Monde

Le temps du populisme culturel

Temps de lecture : 5 min

Qu'ils soient justiciers, créatifs ou indignés, les jeunes, par leur virulence et leur détermination fort éloignées des figures habituelles du populisme, interrogent les adultes et inquiètent les pouvoirs en place.

Un slogan à la craie sur le campus de Davis, Californie, le 22 novembre 2011. REUTERS/Max Whittaker
Un slogan à la craie sur le campus de Davis, Californie, le 22 novembre 2011. REUTERS/Max Whittaker

L’apparition des Indignés a surpris. Tant par sa forme, contre-société vertueuse organisée en village de tentes, que par sa matrice intellectuelle, front du refus contre le monde tel qu’il va, ce mouvement a intrigué. De fait, il incorpore diverses dimensions déjà bien présentes dans les chantiers de la contestation sociale.

Au carrefour de ces mouvements, se croisent le sentiment de déficit démocratique (1), le pessimisme inhérent à la crise, et les potentialités d’action et d’expression offertes par les outils numériques. Autrement dit, un climat délétère et une puissance communicationnelle qui font surgir des formes inédites de protestation.

Objectif 1 → Renvoyez tel quel le passage du texte sur le populisme culturel qui s'ouvre sur les mots contenant « Temps de lecture » et se clôt sur « pouvoirs en place. ».
Objectif 2 → D'après le texte sur le populisme culturel, sous quelle forme la contre-société des Indignés est-elle organisée ?
Objectif 3 → Traduisez en anglais cette phrase du texte sur le populisme culturel : « Autrement dit, un climat délétère et une puissance communicationnelle qui font surgir des formes inédites de protestation. »
Les items ne sont pas nécessaires ici.

Items fournis →
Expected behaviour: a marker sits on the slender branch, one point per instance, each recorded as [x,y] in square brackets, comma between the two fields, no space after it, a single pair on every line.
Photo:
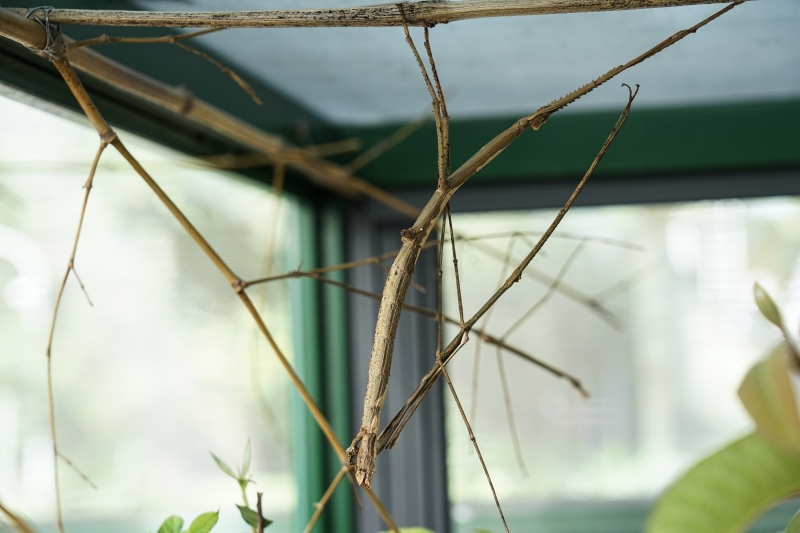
[260,523]
[77,470]
[320,506]
[107,134]
[384,145]
[48,352]
[167,39]
[225,70]
[417,13]
[436,103]
[18,522]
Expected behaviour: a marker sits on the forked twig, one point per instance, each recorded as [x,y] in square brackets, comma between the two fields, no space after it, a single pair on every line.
[174,40]
[104,140]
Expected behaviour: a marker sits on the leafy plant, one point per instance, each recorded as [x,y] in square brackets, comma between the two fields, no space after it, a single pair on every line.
[206,521]
[726,491]
[202,524]
[241,476]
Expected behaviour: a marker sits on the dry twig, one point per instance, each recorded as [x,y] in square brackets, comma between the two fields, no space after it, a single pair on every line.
[417,14]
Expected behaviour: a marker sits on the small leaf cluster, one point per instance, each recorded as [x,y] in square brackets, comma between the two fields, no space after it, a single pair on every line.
[202,524]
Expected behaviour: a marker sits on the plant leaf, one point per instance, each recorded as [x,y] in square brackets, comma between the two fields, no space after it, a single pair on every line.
[769,397]
[204,522]
[173,524]
[794,524]
[767,306]
[726,491]
[245,460]
[225,468]
[251,517]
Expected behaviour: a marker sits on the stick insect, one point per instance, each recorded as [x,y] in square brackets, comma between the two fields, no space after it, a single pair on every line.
[367,444]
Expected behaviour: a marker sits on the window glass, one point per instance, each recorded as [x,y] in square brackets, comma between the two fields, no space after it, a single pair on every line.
[655,316]
[165,365]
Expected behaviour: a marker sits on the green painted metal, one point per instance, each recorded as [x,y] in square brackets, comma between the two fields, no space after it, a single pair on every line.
[699,139]
[336,358]
[308,449]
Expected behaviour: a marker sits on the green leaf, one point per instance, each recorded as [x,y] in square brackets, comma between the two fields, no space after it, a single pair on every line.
[794,524]
[251,517]
[769,397]
[245,460]
[173,524]
[225,468]
[767,306]
[204,522]
[726,491]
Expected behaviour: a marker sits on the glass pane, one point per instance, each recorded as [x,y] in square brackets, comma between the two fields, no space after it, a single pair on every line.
[654,315]
[165,365]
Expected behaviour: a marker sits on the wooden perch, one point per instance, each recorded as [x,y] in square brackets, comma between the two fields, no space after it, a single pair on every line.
[417,14]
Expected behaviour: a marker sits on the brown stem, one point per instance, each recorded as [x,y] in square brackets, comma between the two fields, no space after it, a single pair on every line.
[48,351]
[418,14]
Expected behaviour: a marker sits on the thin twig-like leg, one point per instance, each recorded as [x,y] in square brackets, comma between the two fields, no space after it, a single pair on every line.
[550,291]
[477,361]
[320,506]
[48,352]
[512,424]
[447,376]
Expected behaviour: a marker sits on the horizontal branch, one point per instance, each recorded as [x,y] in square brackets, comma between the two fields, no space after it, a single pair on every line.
[424,13]
[319,171]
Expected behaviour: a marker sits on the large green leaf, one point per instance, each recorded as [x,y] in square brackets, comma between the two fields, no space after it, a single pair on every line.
[173,524]
[769,397]
[794,524]
[725,492]
[251,517]
[204,522]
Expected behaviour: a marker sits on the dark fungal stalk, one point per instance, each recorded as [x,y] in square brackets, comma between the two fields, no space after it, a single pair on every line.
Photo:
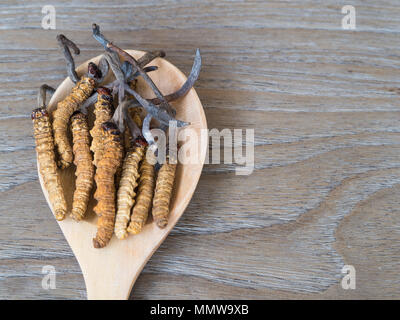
[109,46]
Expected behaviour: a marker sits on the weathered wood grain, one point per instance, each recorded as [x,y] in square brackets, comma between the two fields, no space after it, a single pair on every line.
[324,104]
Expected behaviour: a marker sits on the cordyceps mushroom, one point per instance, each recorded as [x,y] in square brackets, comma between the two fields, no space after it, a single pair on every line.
[163,113]
[145,188]
[84,165]
[45,152]
[130,174]
[65,108]
[104,177]
[103,111]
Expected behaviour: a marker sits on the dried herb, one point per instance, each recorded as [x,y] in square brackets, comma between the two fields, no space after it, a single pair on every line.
[45,153]
[84,165]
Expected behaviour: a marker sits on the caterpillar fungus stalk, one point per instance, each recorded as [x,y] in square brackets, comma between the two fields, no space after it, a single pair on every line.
[84,165]
[126,191]
[146,185]
[103,110]
[144,197]
[162,194]
[129,173]
[62,114]
[45,152]
[65,108]
[104,177]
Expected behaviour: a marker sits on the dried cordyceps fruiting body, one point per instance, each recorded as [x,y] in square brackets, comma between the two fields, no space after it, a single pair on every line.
[105,193]
[144,197]
[162,194]
[134,114]
[126,191]
[84,165]
[46,158]
[103,111]
[81,91]
[62,114]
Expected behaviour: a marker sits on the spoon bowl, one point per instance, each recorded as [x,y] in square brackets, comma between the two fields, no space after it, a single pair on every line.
[110,272]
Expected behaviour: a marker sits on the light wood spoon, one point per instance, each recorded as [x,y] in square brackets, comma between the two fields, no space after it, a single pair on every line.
[110,272]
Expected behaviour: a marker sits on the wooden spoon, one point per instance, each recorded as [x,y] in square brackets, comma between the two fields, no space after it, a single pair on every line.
[110,272]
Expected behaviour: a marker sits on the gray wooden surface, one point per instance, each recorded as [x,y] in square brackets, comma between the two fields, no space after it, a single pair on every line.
[324,104]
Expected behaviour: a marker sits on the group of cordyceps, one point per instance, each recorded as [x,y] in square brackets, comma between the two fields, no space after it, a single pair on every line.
[110,154]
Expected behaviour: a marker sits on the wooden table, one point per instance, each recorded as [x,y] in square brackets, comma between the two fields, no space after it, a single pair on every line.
[324,103]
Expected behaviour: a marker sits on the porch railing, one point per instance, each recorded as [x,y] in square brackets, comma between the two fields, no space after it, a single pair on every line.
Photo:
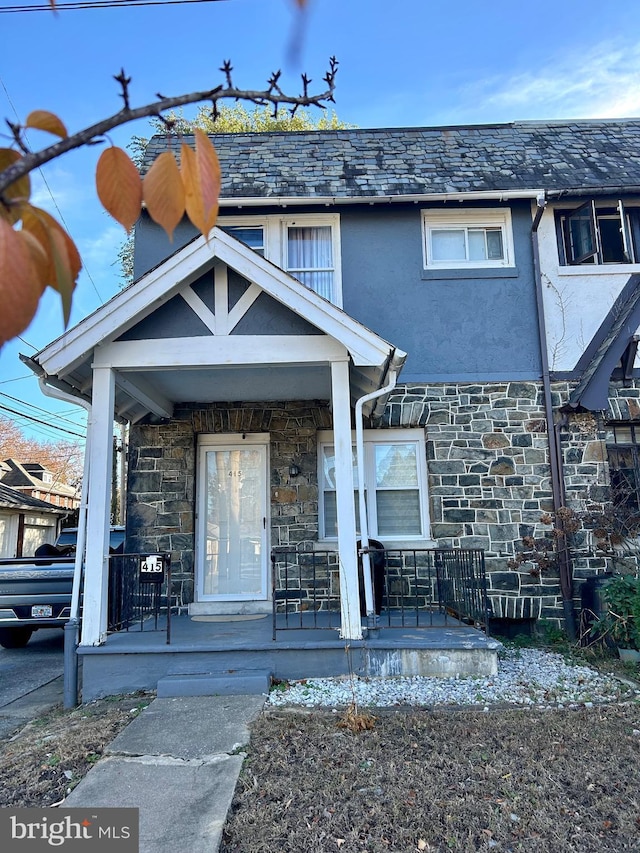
[423,588]
[134,603]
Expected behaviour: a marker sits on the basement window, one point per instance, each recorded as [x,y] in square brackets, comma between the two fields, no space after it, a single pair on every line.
[624,468]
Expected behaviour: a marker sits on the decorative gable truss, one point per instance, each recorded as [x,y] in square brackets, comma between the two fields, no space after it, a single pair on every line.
[193,306]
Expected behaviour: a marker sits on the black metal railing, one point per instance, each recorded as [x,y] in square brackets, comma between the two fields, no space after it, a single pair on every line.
[423,588]
[135,603]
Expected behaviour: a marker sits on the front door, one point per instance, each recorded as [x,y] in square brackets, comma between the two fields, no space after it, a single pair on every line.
[232,518]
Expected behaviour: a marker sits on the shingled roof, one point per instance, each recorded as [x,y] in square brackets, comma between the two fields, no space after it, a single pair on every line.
[351,164]
[13,499]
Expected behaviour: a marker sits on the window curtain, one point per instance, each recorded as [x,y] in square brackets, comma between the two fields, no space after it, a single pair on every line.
[310,257]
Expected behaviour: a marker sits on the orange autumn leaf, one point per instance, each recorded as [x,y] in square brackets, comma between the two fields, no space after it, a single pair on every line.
[39,258]
[119,186]
[17,191]
[44,120]
[163,192]
[200,172]
[209,174]
[64,261]
[20,290]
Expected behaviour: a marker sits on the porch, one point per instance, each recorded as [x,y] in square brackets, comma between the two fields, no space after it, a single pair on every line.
[427,625]
[238,655]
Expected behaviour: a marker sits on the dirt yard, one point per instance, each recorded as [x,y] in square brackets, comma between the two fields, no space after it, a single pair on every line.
[44,761]
[553,781]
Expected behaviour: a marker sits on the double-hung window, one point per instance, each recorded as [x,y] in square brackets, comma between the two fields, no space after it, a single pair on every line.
[467,238]
[307,246]
[624,469]
[593,233]
[395,482]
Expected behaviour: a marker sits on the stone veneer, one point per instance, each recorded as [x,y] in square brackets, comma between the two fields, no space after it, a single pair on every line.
[162,466]
[487,459]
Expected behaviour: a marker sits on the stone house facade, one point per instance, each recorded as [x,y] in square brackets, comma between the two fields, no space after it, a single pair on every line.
[473,289]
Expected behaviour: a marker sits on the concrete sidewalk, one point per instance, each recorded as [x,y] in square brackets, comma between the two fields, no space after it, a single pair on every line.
[178,762]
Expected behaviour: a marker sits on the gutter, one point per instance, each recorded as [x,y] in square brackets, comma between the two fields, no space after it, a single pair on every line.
[553,433]
[72,627]
[408,198]
[394,367]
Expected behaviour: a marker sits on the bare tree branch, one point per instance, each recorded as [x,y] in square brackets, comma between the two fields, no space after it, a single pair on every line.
[95,132]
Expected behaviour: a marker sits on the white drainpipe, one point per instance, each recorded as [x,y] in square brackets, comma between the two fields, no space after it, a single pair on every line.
[71,629]
[392,375]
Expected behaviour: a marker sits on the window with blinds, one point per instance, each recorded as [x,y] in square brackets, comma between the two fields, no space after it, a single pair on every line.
[394,481]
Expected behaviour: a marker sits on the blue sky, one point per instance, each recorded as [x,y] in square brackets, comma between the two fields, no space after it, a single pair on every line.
[408,63]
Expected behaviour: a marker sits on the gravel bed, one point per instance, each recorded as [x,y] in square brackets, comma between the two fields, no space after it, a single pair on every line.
[526,677]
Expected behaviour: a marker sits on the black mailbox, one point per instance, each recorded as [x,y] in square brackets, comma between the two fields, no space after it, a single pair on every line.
[153,567]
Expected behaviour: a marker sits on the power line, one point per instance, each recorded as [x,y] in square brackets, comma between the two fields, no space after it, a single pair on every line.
[100,4]
[58,416]
[38,421]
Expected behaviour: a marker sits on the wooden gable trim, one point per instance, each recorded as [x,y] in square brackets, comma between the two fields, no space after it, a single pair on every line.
[180,271]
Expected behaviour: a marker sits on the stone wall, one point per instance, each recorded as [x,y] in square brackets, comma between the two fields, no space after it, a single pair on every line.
[162,472]
[488,469]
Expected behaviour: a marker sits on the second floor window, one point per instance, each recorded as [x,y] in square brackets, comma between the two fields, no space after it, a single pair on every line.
[598,234]
[306,246]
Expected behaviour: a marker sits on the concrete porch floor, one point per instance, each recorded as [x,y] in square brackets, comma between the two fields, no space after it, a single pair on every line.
[240,656]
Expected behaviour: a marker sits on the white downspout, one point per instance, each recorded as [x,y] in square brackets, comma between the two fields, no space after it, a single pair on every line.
[392,374]
[71,634]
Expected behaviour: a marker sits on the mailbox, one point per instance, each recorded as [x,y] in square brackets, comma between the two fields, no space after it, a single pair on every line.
[153,567]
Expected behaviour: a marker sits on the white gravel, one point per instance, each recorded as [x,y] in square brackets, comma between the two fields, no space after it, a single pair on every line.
[526,677]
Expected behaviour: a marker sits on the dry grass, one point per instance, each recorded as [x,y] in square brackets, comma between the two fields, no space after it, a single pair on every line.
[44,761]
[555,781]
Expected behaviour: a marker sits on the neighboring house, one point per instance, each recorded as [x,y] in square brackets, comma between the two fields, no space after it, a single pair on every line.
[461,289]
[34,480]
[26,523]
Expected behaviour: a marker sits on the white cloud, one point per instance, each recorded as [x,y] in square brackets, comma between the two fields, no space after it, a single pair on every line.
[600,82]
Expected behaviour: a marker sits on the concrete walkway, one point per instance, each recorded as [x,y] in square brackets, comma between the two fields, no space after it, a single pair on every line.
[178,762]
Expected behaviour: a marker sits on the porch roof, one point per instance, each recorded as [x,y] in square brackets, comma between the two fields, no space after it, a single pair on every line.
[178,334]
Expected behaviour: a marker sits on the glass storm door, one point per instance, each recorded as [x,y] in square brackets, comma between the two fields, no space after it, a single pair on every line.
[232,521]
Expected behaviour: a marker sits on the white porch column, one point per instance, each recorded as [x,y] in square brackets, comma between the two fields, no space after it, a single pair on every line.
[96,572]
[351,626]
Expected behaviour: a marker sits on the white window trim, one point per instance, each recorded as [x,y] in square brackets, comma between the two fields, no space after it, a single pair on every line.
[372,437]
[494,217]
[584,269]
[275,244]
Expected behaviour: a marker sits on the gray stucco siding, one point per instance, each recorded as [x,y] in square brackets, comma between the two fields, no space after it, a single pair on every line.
[466,328]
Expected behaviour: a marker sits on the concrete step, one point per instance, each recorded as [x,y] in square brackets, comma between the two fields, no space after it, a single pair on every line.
[228,683]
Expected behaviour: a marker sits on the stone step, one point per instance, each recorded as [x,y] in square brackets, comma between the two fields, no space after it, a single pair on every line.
[228,683]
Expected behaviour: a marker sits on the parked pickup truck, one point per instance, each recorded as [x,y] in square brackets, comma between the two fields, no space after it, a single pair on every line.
[35,592]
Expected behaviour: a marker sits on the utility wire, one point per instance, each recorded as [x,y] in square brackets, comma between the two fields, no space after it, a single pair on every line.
[39,421]
[57,416]
[99,4]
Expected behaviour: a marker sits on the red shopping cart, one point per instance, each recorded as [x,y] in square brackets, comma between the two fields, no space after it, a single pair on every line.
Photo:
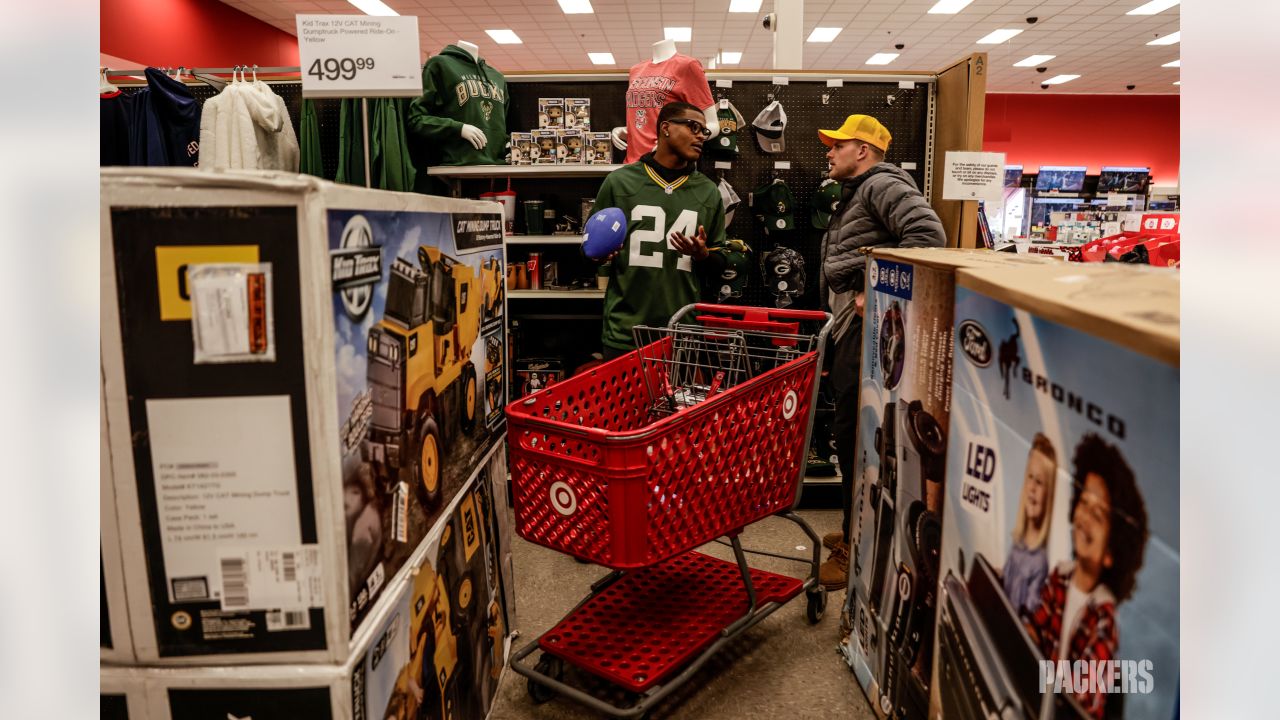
[698,433]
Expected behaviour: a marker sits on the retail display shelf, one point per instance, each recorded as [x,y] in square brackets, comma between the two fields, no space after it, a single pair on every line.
[543,240]
[521,171]
[553,294]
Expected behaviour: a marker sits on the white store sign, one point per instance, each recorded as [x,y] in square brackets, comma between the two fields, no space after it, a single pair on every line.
[974,176]
[360,57]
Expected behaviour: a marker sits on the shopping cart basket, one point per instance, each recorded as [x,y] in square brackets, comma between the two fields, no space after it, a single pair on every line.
[698,433]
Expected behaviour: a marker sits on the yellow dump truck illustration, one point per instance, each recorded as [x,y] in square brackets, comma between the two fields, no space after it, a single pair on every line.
[421,378]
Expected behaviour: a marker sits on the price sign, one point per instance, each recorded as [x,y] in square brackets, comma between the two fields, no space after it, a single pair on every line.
[360,57]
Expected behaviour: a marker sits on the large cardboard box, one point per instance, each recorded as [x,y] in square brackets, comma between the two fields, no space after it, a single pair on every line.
[435,647]
[905,399]
[295,379]
[1059,574]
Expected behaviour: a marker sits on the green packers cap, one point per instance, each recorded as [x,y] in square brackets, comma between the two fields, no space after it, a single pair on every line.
[730,264]
[773,205]
[824,203]
[723,146]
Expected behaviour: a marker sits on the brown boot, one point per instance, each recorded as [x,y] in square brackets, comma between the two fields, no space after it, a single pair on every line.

Réponse attendue 1 →
Temps de lecture : 5 min

Qu'ils soient justiciers, créatifs ou indignés, les jeunes, par leur virulence et leur détermination fort éloignées des figures habituelles du populisme, interrogent les adultes et inquiètent les pouvoirs en place.

Réponse attendue 2 → En village de tentes.

Réponse attendue 3 → In other words, a toxic climate and a communicative power that give rise to unprecedented forms of protest.